- DATA FOR ANALYSIS:
= = = = =

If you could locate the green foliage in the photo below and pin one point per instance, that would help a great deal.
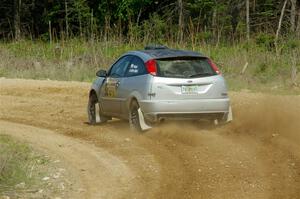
(15, 162)
(265, 41)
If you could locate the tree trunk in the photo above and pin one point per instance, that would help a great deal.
(66, 19)
(17, 19)
(279, 26)
(214, 22)
(298, 24)
(293, 15)
(180, 20)
(248, 19)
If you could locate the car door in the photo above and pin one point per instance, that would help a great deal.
(136, 82)
(110, 100)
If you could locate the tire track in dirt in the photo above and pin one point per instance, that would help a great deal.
(257, 156)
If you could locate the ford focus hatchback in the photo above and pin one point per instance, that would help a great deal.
(156, 84)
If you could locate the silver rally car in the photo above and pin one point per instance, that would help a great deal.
(156, 84)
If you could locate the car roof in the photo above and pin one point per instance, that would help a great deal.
(164, 54)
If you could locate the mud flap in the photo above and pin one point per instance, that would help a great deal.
(143, 124)
(97, 109)
(229, 116)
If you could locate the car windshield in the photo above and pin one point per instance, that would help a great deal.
(184, 68)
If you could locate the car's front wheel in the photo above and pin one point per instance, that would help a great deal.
(94, 111)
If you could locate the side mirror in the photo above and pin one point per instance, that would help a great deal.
(101, 73)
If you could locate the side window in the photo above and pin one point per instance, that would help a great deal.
(136, 67)
(119, 68)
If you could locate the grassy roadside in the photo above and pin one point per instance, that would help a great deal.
(79, 59)
(26, 173)
(17, 166)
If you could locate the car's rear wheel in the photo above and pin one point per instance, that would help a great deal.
(134, 121)
(94, 111)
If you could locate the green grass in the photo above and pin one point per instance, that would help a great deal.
(17, 165)
(79, 60)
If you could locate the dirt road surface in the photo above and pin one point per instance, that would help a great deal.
(256, 156)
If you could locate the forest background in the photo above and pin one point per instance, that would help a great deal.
(256, 43)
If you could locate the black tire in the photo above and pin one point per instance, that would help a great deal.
(134, 121)
(92, 108)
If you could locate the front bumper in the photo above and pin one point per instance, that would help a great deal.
(156, 110)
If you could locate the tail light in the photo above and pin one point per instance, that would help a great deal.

= = = = =

- TASK OBJECTIVE:
The answer must be the listing above, restated word for word, with no images in it.

- COMPLETED TASK:
If you could locate the green foliage in the photo below and pin one point per instance, that would help a great deal.
(15, 162)
(265, 41)
If you could locate the tree trunk in the photo above and pin one point per instance, that would help a great deal.
(66, 19)
(17, 19)
(279, 26)
(214, 22)
(298, 24)
(293, 15)
(180, 20)
(248, 19)
If you could locate the car door in the photo above and pin one point per instance, that would help a great deal.
(136, 82)
(110, 100)
If you could locate the tire track in dirt in the photo above and pin one point per instance, that would help a great deal.
(257, 156)
If you could locate the ford focus hatchback in the photo above and pin one point per instance, that would help a great deal.
(156, 84)
If you could locate the silver rally car in the photo above and pin one point per instance, that would help a great deal.
(156, 84)
If you could locate the car roof in the photo above and pin one point per instance, that would help a great deal.
(164, 54)
If you could locate the mud flap in the photo above and pin one point per instance, that would help a great deal.
(143, 124)
(97, 109)
(229, 116)
If you could locate the car windshield in the photo above and pin one point per instance, that would help a great deal.
(184, 68)
If you could locate the car's front wheel in the photo above and pin one point per instance, that would help a great deal.
(94, 111)
If you could locate the side mirror in the photo above and pin one point per instance, that would help a great deal.
(101, 73)
If you could locate the side window in the photo above and pin one point per instance, that would help a great deal.
(136, 67)
(119, 68)
If you could locate the grassy roadside in the photo above and pin one point per instance, that would help a great deal.
(79, 59)
(26, 173)
(17, 166)
If you could locate the car's rear wheel in the photo above and pin one point per instance, that would help a great deal.
(134, 121)
(94, 111)
If you could locate the green grass in the photo above and pin one point per instance, that would help a great deal.
(17, 165)
(79, 60)
If you could locate the dirt road surface in the photo above and pin one point per instance, that would help a great deal.
(256, 156)
If you could locate the forest background in the photo above and pin one point per instance, that would help a great deal.
(256, 43)
If you could locate the black tire in the photo above and pin one point per instance, that would help a great deal.
(134, 121)
(92, 108)
If you could locate the front bumper in the photo above and pin one point per instance, that would help a great deal.
(156, 110)
If you could locate the tail light in the photo above and pin one point per instance, that would help a great deal.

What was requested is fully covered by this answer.